Start of RECORDS TO USE

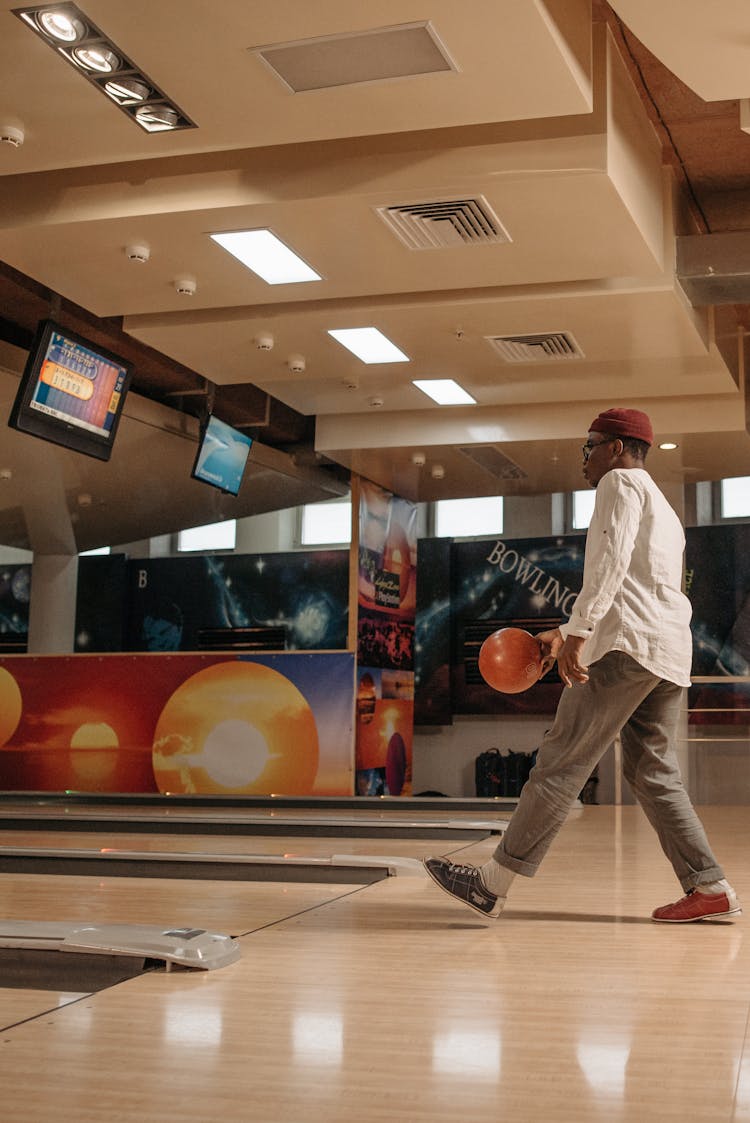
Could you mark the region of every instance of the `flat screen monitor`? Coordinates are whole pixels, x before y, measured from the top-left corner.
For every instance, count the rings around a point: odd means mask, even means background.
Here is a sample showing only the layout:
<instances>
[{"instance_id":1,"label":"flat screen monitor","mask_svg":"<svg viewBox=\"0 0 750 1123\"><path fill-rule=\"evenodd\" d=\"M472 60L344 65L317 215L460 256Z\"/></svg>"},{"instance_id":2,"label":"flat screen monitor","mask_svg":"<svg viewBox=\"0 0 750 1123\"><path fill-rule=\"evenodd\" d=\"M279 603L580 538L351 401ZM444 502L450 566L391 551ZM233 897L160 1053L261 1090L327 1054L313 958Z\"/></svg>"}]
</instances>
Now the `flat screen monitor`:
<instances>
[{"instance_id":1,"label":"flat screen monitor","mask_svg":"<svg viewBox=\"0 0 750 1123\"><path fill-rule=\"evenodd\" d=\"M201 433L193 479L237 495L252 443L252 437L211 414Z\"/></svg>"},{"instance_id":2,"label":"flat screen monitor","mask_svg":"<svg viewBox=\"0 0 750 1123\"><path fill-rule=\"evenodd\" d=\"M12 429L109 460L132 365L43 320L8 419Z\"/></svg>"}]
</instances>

End of RECORDS TO USE
Start of RECORDS TO USE

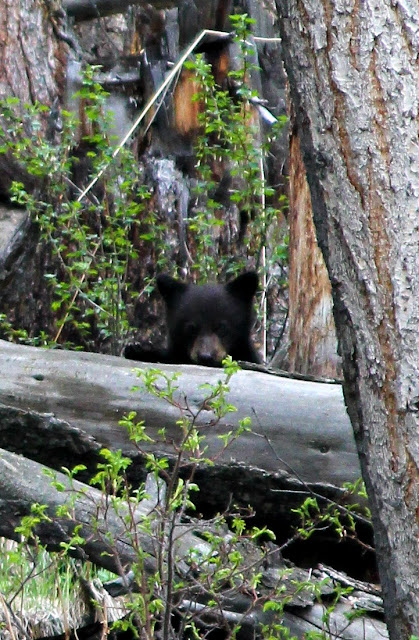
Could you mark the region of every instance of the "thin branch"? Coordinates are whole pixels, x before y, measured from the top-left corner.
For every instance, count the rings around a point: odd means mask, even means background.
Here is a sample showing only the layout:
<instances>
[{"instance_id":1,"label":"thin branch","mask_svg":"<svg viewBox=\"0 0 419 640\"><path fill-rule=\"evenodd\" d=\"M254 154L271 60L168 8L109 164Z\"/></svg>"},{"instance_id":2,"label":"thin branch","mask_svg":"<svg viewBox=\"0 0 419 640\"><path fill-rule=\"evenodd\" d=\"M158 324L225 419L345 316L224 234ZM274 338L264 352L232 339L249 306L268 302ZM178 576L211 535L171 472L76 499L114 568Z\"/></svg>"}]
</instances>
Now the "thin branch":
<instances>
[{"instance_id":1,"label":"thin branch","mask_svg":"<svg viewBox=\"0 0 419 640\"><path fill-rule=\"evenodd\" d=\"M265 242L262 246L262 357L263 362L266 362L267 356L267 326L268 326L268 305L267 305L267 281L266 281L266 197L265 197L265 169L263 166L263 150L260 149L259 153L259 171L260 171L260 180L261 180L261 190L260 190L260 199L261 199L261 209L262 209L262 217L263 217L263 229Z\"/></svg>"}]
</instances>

End of RECORDS TO USE

### TASK STATEMENT:
Working through the records above, establish how many lines contain the string "every", and reply with the number by itself.

### OUTPUT BELOW:
4